Berlin (epd). Nach der Aufdeckung schweren Kindesmissbrauchs um einen Hauptbeschuldigten in Münster werden Forderungen nach einem konsequenteren Vorgehen bei sexueller Gewalt gegen Minderjährige laut. Die CDU drang am Montag auf eine Erhöhung des Strafmaßes bei sexuellem Missbrauch von Kindern. "Es muss möglich sein, für Täter und Mittäter sexuellen Missbrauchs drastische Strafen zu ermöglichen", sagte Parteichefin Annegret Kramp-Karrenbauer am Montag nach der CDU-Präsidiumssitzung in Berlin. Sie will Bundesjustizministerin Christine Lambrecht (SPD) zu einer entsprechenden Gesetzesänderung bewegen. Das Ministerium reagierte zurückhaltend.
Kramp-Karrenbauer verwies auf einen Beschluss der Innenministerkonferenz aus dem vergangenen Jahr, der bislang nicht umgesetzt wurde. Die Innenminister fordern, Kindesmissbrauch in jedem Fall als Verbrechen und nicht als Vergehen zu behandeln, was laut Kramp-Karrenbauer zu einem Mindeststrafmaß von einem Jahr Freiheitsstrafe führen würde. Zudem soll der Strafrahmen heraufgesetzt werden, auch für die Herstellung, Beschaffung oder Verbreitung von Kinderpornografie auf bis zu fünf Jahre.
"Es kann nicht sein, dass der einfache Ladendiebstahl mit einem höheren Strafrahmen belegt ist, als es der Fall ist, wenn man sich kinderpornografisches Material verschafft", sagte die CDU-Vorsitzende. Sie kündigte Gespräche mit der Bundestagsfraktion von CDU/CSU und auch innerhalb der Koalition an. Der Vize-Vorsitzende der Fraktion, Thorsten Frei (CDU), erklärte am Montag bereits seine Zustimmung zu einer Erhöhung des Strafmaßes. Zudem sprach er sich für eine längere Speicherung der Strafen und Erleichterungen bei der Untersuchungshaft bei Kinderpornografie-Verdacht aus.
Ein Sprecher des Bundesjustizministeriums sagte dem epd, Kindesmissbrauch gehöre zu den schwersten Straftaten, die das deutsche Recht kennt. Das geltende Rechte gebe den Gerichten bereits Raum für "empfindliche Strafen". "Das hat zuletzt die Verurteilung im Fall Lügde zu 13 Jahren Freiheitsstrafe und anschließender Sicherungsverwahrung gezeigt", sagte der Sprecher. Ebenso wichtig wie die gesetzliche Grundlage sei zudem die bestmögliche Ausstattung von Polizei und Justiz, um Taten zu verfolgen und zu verhindern.

_ZEILENAUSZÜGE_:
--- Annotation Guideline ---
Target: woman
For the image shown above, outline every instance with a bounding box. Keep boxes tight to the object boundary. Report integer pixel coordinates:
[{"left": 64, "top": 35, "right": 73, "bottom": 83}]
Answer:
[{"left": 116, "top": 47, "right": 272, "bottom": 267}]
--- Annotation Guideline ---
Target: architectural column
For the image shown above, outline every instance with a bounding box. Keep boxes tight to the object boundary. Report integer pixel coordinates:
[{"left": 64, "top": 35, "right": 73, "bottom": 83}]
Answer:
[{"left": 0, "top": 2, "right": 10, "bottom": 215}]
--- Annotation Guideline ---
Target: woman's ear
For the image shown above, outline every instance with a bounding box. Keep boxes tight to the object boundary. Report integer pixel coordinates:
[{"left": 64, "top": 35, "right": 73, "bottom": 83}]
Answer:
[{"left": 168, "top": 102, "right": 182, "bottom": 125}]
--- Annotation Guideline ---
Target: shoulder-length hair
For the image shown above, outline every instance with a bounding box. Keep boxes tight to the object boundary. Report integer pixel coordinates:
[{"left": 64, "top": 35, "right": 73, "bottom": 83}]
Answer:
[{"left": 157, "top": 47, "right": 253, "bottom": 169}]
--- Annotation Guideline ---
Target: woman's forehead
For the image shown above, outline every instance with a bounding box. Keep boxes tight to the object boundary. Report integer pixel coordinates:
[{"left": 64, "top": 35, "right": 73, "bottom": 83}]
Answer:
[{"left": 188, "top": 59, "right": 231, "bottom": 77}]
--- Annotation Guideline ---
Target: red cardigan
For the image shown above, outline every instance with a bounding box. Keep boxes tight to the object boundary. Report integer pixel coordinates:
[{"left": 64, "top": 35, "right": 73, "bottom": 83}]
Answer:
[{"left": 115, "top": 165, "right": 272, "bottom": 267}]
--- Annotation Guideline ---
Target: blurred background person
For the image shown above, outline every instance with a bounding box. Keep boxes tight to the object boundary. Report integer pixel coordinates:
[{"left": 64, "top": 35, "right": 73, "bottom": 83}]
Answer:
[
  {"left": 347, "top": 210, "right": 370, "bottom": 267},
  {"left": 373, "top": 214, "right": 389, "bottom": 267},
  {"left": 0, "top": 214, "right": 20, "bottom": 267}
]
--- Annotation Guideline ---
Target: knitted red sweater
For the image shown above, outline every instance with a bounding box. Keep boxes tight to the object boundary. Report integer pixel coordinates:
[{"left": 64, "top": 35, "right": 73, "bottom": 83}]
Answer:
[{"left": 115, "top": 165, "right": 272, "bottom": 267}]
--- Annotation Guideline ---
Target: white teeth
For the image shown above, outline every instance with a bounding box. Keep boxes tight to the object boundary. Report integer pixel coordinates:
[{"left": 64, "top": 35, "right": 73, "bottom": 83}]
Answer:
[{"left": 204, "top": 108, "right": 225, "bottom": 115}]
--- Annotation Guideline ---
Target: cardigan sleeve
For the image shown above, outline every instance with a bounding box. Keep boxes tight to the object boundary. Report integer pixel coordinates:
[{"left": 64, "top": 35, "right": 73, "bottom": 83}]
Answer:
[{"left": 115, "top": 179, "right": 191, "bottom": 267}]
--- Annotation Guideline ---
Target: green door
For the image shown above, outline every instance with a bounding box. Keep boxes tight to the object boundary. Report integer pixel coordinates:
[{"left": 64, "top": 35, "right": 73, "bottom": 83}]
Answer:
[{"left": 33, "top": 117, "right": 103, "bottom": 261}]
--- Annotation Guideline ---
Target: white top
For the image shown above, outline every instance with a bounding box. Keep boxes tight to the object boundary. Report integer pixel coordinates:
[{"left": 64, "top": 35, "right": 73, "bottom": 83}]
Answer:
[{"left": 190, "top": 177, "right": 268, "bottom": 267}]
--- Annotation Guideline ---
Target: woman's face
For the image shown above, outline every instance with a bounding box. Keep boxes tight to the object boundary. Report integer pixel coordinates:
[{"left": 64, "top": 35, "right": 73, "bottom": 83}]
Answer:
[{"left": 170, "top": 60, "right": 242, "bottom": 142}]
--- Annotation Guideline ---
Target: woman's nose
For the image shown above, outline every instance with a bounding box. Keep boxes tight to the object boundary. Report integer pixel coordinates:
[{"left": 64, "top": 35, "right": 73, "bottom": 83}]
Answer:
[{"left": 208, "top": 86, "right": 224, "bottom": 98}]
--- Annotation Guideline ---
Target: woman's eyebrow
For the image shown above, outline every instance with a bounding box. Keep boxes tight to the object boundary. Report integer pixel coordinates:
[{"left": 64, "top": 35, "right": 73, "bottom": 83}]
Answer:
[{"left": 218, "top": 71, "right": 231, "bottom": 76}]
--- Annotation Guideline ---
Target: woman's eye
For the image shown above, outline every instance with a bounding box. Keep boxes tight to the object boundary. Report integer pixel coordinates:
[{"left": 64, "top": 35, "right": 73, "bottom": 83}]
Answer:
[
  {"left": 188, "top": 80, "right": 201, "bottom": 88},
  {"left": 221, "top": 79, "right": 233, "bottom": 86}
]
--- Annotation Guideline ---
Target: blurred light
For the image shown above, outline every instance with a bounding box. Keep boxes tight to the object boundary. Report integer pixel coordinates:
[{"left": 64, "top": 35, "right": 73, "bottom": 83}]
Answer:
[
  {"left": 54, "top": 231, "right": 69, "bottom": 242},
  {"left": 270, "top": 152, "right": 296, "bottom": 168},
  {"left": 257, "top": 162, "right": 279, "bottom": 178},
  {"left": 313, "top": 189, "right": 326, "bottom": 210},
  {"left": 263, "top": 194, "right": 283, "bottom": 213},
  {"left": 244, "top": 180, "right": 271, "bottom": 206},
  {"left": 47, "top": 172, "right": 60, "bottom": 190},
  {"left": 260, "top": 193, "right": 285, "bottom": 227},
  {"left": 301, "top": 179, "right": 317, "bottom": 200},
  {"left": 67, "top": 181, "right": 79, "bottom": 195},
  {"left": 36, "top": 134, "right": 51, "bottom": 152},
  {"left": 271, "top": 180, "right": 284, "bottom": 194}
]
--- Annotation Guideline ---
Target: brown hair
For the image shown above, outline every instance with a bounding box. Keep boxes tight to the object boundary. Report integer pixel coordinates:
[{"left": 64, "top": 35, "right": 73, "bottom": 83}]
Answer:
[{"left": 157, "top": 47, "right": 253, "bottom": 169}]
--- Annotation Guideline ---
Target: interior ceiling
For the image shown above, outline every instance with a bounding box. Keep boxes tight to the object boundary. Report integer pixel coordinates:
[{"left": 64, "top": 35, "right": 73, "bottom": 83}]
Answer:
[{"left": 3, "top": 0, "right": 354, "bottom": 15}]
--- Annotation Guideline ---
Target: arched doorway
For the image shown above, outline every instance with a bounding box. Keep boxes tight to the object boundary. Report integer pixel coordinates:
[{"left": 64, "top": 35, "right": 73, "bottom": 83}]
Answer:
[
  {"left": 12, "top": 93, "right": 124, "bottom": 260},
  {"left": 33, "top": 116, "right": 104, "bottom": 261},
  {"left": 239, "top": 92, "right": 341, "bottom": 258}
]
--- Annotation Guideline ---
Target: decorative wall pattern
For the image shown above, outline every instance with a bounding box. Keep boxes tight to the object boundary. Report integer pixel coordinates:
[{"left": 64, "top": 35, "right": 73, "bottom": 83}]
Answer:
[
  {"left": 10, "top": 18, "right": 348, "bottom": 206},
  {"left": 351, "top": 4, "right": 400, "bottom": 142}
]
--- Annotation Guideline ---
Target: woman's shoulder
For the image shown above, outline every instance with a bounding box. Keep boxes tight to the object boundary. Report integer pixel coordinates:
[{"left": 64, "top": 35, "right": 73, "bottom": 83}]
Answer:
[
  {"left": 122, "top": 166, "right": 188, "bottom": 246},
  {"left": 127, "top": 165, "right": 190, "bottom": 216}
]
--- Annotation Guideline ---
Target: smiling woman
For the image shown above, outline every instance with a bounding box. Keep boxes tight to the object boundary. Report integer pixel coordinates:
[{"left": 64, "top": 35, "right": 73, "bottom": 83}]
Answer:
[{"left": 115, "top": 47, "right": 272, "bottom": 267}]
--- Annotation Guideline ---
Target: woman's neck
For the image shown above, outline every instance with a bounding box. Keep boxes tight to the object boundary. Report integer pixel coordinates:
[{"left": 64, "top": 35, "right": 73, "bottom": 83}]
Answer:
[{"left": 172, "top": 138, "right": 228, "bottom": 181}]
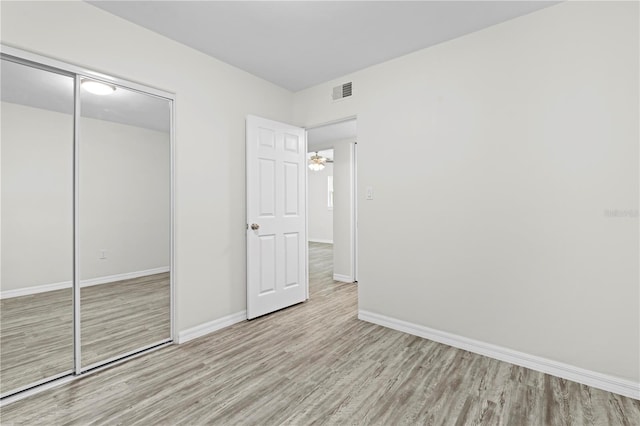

_ERFORDERLICHE SCHRITTE_:
a – Zu welcher Strafe führte laut Lesetext die Verurteilung im Fall Lügde?
b – Bitte schreib die Passage des Lesetexts von „Ein Sprecher des“ bis „und zu verhindern.“ noch einmal und ersetze darin „Sprecher“ durch „Pressesprecher“.

_ANTWORTEN PRO AUFGABE_:
a – Zu 13 Jahren Freiheitsstrafe und anschließender Sicherungsverwahrung.

b –
Ein Pressesprecher des Bundesjustizministeriums sagte dem epd, Kindesmissbrauch gehöre zu den schwersten Straftaten, die das deutsche Recht kennt. Das geltende Rechte gebe den Gerichten bereits Raum für "empfindliche Strafen". "Das hat zuletzt die Verurteilung im Fall Lügde zu 13 Jahren Freiheitsstrafe und anschließender Sicherungsverwahrung gezeigt", sagte der Pressesprecher. Ebenso wichtig wie die gesetzliche Grundlage sei zudem die bestmögliche Ausstattung von Polizei und Justiz, um Taten zu verfolgen und zu verhindern.